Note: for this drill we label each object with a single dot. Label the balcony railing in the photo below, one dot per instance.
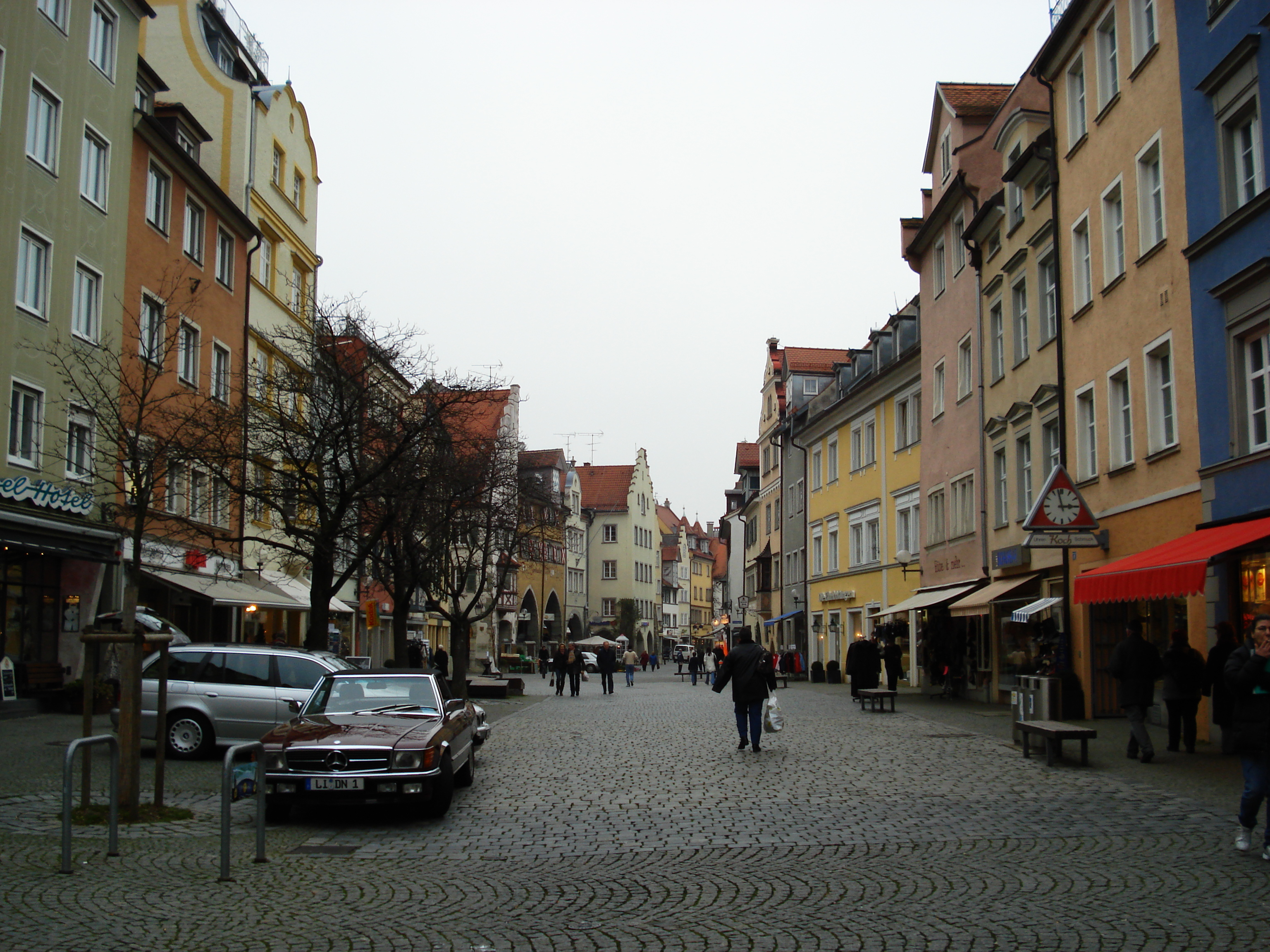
(247, 37)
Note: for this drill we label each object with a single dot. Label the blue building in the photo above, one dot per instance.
(1225, 59)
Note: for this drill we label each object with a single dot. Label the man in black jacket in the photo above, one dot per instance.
(1249, 681)
(1136, 664)
(606, 660)
(750, 669)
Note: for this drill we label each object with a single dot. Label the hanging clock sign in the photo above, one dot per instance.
(1060, 507)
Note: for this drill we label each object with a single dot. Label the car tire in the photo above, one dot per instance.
(468, 772)
(442, 791)
(190, 737)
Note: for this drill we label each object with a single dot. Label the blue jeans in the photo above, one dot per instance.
(754, 712)
(1256, 788)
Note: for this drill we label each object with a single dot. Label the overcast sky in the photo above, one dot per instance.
(620, 202)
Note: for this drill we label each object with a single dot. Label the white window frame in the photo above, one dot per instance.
(1108, 43)
(43, 129)
(103, 38)
(195, 240)
(1086, 432)
(32, 287)
(1077, 105)
(1082, 263)
(17, 422)
(1119, 417)
(81, 435)
(94, 168)
(1152, 209)
(87, 307)
(1113, 231)
(1160, 372)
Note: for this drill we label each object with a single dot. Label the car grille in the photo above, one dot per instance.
(360, 761)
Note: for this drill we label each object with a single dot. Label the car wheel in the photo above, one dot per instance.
(442, 791)
(468, 772)
(190, 735)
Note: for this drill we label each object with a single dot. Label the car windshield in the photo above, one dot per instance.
(398, 693)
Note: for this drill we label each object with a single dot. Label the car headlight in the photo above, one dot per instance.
(407, 759)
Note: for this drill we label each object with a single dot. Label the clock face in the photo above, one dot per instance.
(1062, 506)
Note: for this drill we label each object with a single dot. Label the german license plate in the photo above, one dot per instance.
(333, 783)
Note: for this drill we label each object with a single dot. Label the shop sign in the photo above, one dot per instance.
(1067, 540)
(45, 494)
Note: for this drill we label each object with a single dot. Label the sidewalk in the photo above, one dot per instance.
(1208, 777)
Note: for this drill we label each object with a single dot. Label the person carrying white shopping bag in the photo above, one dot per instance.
(750, 669)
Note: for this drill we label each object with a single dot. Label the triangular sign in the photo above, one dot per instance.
(1060, 507)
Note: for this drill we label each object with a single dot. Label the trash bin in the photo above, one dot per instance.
(1036, 699)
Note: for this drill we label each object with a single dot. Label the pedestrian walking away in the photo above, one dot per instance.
(1136, 664)
(606, 660)
(750, 671)
(1249, 680)
(1184, 686)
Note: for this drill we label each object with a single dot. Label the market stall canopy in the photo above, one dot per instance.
(1171, 570)
(978, 602)
(1028, 611)
(925, 598)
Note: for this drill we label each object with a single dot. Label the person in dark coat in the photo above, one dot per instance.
(1215, 683)
(561, 664)
(1249, 681)
(573, 662)
(606, 660)
(1136, 664)
(1184, 686)
(750, 669)
(893, 657)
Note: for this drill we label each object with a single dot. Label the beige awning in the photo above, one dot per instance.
(978, 602)
(925, 598)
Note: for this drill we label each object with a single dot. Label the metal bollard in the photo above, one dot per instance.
(68, 766)
(227, 788)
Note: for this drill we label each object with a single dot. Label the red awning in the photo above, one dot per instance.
(1170, 570)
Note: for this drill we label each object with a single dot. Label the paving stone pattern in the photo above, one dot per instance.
(632, 823)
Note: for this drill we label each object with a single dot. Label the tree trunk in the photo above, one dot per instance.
(460, 655)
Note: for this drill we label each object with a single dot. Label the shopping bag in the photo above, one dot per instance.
(774, 719)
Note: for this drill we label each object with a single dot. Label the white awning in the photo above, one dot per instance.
(925, 600)
(1028, 611)
(227, 592)
(977, 602)
(299, 591)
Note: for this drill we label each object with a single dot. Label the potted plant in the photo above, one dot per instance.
(103, 696)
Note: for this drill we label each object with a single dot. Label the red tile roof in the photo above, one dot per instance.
(814, 359)
(974, 98)
(747, 456)
(605, 488)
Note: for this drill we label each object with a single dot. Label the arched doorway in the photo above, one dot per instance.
(528, 621)
(551, 616)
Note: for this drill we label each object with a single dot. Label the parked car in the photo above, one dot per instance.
(379, 737)
(223, 695)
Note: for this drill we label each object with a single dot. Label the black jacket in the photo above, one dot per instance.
(1136, 664)
(750, 669)
(1245, 673)
(606, 660)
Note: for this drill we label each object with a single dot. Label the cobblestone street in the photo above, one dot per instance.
(630, 822)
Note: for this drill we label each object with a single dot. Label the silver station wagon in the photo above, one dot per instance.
(222, 695)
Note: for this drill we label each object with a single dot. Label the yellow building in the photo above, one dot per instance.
(863, 442)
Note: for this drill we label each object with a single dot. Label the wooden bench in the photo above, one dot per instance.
(1055, 734)
(877, 699)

Directions for this task: When you repeat the data, keep every line exact and drop the images.

Response area:
Note: for this drill we label each object with a single dot. Label the balcony railing in the photo below, one dot per instance.
(247, 37)
Note: for this drill we label each object with a single dot. Label the blue building in the photo above, one dot per instance.
(1225, 59)
Note: for this drill we label each object with a single dot. Label the man in black jacket in the photo above, one dot per instance.
(1249, 681)
(1136, 664)
(606, 660)
(750, 669)
Note: for this drill we label each object with a single dot. Label the hanging clock sign in the photo above, one dot per instance.
(1060, 507)
Note: for this drill we label each object with a single dot. Label the car tire in the photo above, one dot per instance.
(468, 772)
(442, 791)
(190, 737)
Note: for this drill we label each object with a single dot. Label the blue jeans in the photo above, one dot per instance.
(754, 712)
(1256, 788)
Note: for this drill we label each object with a single dot. Label the overcast sky in the photo above, one dot per instance.
(620, 202)
Note: for this drill we label each object with a single dot. Label the white window frame in the photo above, one dot per instance.
(1108, 43)
(43, 129)
(103, 38)
(195, 240)
(1086, 432)
(32, 287)
(1077, 105)
(1082, 263)
(17, 422)
(1119, 417)
(81, 435)
(94, 168)
(1152, 209)
(87, 307)
(1113, 231)
(1160, 372)
Note: for this drill we label each object with a single dot. Label the car grille in the photo above, one dot per instance.
(360, 761)
Note: for this drill we label each object with a single dot. Label the car wheel in the photo above, one dot per instance.
(442, 791)
(468, 772)
(190, 735)
Note: for this drill we label each object with a single dot. Label the car windshield in the photo above, one dot per instance.
(398, 693)
Note: for this drill we label each object with a single dot. Label the car headlight in the photo above, one dot per instance.
(407, 759)
Note: for this drill we label each object with a single dot. Label the clock face in the photo above, one dot per instance.
(1062, 506)
Note: for this drill we label each object with a single dot. Label the german license plate in the photo above, one dot per instance.
(333, 783)
Note: for this drill we label each object with a single dot. Label the shop sign in the photo above, one dot per instance.
(1067, 540)
(45, 494)
Note: for this drill we label each object with a single dot. Label the sidewalk in the photo above, one dot per instance.
(1208, 777)
Note: for this drill we label each object with a single dot. Label the person carrying white shopping bag in the photo above, one dot per instance.
(750, 669)
Note: for this drill we label each object with a single dot. Label the triangular sign in the photo above, one dot per instance.
(1060, 507)
Note: for this drill we label each object with a single dot. Label the trash bin in the photo above, one dot per instance.
(1036, 699)
Note: for this drill we label each object with a single dot. Label the pedestrian walking away in the photo above, one dot per instance.
(1136, 664)
(606, 660)
(750, 671)
(1249, 680)
(1184, 686)
Note: for this drill we label each object with a single dot. Label the market stall canopy in the photo above, one dot per instance.
(1171, 570)
(978, 602)
(1028, 611)
(925, 598)
Note: for this drill we label each object with a single dot. Label the person in dark coat in the photo above, one dot per instance.
(1215, 683)
(561, 664)
(1249, 681)
(573, 662)
(606, 660)
(1136, 664)
(1184, 686)
(750, 669)
(893, 657)
Note: for this drill we label each object with a single dot. Label the beige awning in the photo above, one dot per instance.
(978, 602)
(925, 598)
Note: for this drill we label each object with a single dot. Label the metal bollard in the photo above, one dot per instance.
(68, 766)
(227, 788)
Note: for this drill we label each object with a single dot. Label the red awning in the photo above, one dot per instance.
(1170, 570)
Note: for this drill we label each object with a single dot. Label the paving stone pattern in the photo above, one dot per instance.
(632, 823)
Note: for this drill we label each object with a single dot. Label the tree trunk in the photo above, one dot per instance.
(460, 655)
Note: for this drill we label each object with a single dot. Label the shopping bag in the photo above, one dot per instance.
(774, 719)
Note: for this drill we label each object with a single dot. Label the white awning in the photo above, one dot per instance.
(925, 600)
(1028, 611)
(227, 592)
(977, 602)
(299, 591)
Note: for this drill we label each object with a single dot. Label the potted plant in the photo above, one dot per instance.
(103, 696)
Note: for this drill we label each object with a single dot. Label the red tile roof in the photo above, one dot per instance.
(814, 359)
(974, 98)
(747, 456)
(605, 488)
Note: for this drill we label each object with a single dot. Label the arched doorway in the photo above, one dot per instance.
(528, 621)
(551, 616)
Note: for this drill we label each object with a single dot. Label the parked car in the photo above, one dot per instance.
(379, 737)
(223, 695)
Note: for this drill we label each object with a single dot. Label the black jacket in the photo above, one dot per instance.
(1136, 664)
(750, 669)
(1245, 673)
(606, 660)
Note: for this drill we label each object with a single dot. Label the cobblestone street in the photo above, one dot per instance.
(630, 822)
Note: for this drill we label each object with a single dot. Label the silver station wagon in the photo above, one dot per instance.
(222, 695)
Note: for this drill we label each object with a single dot. Label the yellow building in the photo above, one dot per instance.
(863, 442)
Note: for this drill we label each object with a single dot. Label the wooden bench in the photo above, one dot per instance.
(1055, 734)
(877, 699)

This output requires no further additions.